Hawaiian Feathered Helmet
This Hawaiian feather helmet, known as ‘mahiole’ in the Hawaiian language, was worn together with a feather cloak by the chiefly class of Hawaii. These helmets are made from a woven basketry frame structure decorated with bird feathers and featured a central crest running from the centre of the forehead to the nape of the neck. There were significant variations, in the design of the Hawaiian helmets. There were differences in colour and feather patterns, as well as the crest height and thickness. The feathered garments were reserved exclusively for use by royalty symbolising their divinity, rank and power.
As this type of helmet was associated with chiefs of the island of Hawaii, it was most likely collected during Cook’s third voyage (1776-1780). This voyage included visits to the islands of Kauai, Maui and Hawaii. Sixteen of these helmets were collected during the travels of Captain Cook. When Cook visited Hawaii in 1778, he was received by a high chief. At the end of the meeting, the high chief placed the feathered helmet and cloak he had been wearing on Cook. The Hawaiians also laid several other cloaks at Cook’s feet as well as other offerings of food.
Captain Cook and his crew were the first Europeans ever to visit Hawaii. Cook’s arrival was seen as auspicious because it coincided with an annual festival, and he was welcomed with high honour. Unfortunately over the following week’s cultural misunderstandings developed. In an attempted forced negotiation Captain Cook was killed by the Hawaiians, as Cook was trying to help launch a boat from the shore to return to his ship with the high chief. The Hawaiians then took Cook’s body as Cook’s crew retreated to their vessels.

====

- [BRIEF A] Collect every line of the entries that contains the string "white".
The entries have no connection to the helmet passage.

[Items from a dataset]
====

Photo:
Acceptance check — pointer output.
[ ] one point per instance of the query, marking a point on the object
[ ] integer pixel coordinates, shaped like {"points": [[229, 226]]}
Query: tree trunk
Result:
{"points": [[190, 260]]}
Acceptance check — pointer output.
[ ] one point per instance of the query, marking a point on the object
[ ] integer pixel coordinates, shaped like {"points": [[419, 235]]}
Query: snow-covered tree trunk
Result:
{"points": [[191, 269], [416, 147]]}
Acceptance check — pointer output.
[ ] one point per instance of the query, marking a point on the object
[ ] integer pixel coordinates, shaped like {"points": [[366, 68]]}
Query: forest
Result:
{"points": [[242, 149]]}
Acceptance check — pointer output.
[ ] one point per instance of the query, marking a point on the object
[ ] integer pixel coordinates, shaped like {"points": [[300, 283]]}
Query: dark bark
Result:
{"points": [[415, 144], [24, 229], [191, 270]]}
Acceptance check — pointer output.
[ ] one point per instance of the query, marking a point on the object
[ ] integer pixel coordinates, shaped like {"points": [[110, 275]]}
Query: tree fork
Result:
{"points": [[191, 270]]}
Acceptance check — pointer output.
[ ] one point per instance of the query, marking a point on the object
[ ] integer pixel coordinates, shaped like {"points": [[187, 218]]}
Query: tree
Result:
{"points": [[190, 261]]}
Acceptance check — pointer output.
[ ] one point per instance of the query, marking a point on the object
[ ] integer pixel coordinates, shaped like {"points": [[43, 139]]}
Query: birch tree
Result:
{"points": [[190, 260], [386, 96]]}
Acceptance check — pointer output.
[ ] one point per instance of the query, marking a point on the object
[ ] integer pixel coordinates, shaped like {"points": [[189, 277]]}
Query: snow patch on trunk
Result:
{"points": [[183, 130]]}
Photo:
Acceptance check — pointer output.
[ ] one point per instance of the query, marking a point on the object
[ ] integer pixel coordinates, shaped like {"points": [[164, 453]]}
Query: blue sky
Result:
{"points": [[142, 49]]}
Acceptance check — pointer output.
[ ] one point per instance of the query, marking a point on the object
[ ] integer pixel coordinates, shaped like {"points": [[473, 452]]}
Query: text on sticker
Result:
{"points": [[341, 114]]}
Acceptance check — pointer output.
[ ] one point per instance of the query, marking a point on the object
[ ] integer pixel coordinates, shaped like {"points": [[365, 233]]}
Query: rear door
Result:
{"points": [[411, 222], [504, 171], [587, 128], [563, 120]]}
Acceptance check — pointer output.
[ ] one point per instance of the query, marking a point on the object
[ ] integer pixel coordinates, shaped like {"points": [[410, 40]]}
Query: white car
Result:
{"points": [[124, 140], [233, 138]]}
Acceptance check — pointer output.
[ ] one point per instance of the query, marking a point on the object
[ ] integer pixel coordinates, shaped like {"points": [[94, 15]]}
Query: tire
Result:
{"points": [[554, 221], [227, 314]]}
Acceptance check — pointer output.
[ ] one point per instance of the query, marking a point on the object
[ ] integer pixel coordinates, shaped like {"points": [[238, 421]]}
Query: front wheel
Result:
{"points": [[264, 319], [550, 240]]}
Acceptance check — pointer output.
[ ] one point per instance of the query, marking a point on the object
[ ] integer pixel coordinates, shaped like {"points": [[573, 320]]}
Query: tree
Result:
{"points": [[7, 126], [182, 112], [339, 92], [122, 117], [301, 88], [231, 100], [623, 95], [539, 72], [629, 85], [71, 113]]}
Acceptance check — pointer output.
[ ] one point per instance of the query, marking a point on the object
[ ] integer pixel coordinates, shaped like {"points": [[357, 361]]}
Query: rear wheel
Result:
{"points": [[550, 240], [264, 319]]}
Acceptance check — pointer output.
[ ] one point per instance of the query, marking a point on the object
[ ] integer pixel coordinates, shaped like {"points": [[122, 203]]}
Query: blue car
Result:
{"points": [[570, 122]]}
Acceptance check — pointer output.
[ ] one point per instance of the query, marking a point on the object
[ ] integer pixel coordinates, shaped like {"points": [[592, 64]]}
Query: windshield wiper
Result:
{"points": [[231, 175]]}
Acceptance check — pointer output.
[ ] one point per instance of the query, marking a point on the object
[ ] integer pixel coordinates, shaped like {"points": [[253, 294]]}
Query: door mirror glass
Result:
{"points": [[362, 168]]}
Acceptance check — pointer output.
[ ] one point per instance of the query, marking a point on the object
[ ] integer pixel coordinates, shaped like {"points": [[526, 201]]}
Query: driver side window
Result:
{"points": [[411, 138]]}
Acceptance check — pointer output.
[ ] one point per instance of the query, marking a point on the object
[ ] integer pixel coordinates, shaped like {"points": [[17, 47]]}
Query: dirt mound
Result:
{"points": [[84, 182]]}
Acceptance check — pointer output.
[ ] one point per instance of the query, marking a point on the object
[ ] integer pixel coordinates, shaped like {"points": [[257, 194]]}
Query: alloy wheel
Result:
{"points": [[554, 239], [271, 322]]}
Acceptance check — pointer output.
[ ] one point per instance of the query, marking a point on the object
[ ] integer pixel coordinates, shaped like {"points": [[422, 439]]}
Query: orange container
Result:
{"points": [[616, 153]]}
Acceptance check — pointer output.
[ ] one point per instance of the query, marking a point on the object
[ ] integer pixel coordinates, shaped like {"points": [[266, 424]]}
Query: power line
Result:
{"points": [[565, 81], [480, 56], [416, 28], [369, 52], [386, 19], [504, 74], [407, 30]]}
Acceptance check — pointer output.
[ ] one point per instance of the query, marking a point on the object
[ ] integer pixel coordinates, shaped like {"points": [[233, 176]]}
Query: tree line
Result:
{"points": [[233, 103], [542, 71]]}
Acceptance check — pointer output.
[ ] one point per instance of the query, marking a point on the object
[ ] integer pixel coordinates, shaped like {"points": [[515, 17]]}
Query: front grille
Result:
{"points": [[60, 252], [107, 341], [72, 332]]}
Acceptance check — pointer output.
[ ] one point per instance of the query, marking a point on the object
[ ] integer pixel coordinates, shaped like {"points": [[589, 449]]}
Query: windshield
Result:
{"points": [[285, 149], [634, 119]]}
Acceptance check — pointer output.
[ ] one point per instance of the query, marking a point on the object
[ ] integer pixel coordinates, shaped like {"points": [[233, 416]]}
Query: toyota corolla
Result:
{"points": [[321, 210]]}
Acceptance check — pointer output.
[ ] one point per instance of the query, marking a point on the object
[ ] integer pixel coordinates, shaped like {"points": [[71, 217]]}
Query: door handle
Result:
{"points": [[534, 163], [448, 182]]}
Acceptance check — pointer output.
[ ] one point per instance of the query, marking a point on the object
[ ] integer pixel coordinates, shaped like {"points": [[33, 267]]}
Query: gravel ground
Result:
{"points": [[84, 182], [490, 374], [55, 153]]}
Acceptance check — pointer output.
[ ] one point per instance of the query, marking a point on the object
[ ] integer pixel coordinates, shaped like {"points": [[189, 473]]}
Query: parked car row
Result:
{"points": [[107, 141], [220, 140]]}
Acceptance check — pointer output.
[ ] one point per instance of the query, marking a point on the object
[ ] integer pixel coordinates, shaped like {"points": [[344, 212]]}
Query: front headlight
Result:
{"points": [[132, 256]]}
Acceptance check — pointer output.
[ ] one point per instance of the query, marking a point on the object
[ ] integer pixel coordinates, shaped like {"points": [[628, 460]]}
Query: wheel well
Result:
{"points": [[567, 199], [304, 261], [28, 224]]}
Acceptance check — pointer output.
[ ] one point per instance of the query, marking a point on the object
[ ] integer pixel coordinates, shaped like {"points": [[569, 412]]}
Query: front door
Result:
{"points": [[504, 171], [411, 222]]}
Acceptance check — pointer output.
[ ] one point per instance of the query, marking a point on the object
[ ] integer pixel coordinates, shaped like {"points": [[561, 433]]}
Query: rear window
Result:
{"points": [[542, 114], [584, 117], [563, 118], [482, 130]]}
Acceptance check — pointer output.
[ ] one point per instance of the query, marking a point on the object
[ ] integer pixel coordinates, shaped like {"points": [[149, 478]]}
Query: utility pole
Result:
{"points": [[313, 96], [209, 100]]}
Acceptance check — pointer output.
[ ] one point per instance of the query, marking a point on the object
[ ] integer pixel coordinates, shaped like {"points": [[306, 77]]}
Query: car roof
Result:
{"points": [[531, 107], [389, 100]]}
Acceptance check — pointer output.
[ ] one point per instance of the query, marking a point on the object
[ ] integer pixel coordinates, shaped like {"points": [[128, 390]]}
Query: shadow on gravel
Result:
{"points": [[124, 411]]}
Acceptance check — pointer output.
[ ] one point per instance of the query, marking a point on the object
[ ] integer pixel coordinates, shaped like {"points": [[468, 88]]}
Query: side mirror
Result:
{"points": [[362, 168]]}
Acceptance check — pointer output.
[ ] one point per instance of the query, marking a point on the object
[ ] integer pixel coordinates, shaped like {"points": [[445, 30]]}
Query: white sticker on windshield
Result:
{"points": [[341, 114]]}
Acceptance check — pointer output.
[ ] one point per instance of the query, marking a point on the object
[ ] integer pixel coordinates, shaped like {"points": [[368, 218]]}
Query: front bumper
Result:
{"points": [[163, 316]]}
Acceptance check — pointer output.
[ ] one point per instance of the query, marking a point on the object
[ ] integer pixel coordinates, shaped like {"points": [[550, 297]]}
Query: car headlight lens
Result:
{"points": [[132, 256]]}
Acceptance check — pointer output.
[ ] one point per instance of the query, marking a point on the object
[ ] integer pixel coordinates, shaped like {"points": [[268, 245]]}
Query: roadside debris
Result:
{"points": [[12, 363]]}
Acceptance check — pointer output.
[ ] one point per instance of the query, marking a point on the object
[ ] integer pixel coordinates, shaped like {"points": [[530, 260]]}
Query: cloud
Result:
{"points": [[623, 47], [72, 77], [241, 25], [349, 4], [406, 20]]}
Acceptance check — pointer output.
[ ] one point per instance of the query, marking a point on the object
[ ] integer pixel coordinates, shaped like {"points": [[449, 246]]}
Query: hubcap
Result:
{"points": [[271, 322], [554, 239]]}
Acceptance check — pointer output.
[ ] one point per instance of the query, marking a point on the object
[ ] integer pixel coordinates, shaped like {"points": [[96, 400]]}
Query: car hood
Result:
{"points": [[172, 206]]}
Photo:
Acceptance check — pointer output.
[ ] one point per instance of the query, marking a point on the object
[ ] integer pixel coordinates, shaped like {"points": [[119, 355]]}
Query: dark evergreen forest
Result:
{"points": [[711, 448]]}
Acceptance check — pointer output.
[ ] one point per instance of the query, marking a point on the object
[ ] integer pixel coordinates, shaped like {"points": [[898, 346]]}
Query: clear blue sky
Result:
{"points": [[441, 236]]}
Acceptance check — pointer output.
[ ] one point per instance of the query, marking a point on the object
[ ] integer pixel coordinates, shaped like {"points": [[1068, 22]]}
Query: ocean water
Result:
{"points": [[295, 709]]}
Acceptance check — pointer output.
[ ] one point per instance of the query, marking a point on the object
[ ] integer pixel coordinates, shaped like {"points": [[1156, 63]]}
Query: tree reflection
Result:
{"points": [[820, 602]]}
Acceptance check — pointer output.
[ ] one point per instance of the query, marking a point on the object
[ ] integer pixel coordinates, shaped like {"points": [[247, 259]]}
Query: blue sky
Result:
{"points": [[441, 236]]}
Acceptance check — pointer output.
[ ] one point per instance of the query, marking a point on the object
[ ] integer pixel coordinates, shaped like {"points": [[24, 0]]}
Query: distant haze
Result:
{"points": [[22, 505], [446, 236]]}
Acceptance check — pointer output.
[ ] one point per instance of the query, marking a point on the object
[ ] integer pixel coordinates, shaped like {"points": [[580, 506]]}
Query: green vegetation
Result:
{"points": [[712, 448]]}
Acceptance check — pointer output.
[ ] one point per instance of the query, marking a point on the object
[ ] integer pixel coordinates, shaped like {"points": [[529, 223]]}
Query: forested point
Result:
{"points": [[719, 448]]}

====

- [BRIEF B] Transcribe the helmet passage between "As this type" and "offerings of food.", inclusive.

- [TASK OUTPUT A]
Query: white car
Query: white sticker on windshield

- [TASK OUTPUT B]
As this type of helmet was associated with chiefs of the island of Hawaii, it was most likely collected during Cook’s third voyage (1776-1780). This voyage included visits to the islands of Kauai, Maui and Hawaii. Sixteen of these helmets were collected during the travels of Captain Cook. When Cook visited Hawaii in 1778, he was received by a high chief. At the end of the meeting, the high chief placed the feathered helmet and cloak he had been wearing on Cook. The Hawaiians also laid several other cloaks at Cook’s feet as well as other offerings of food.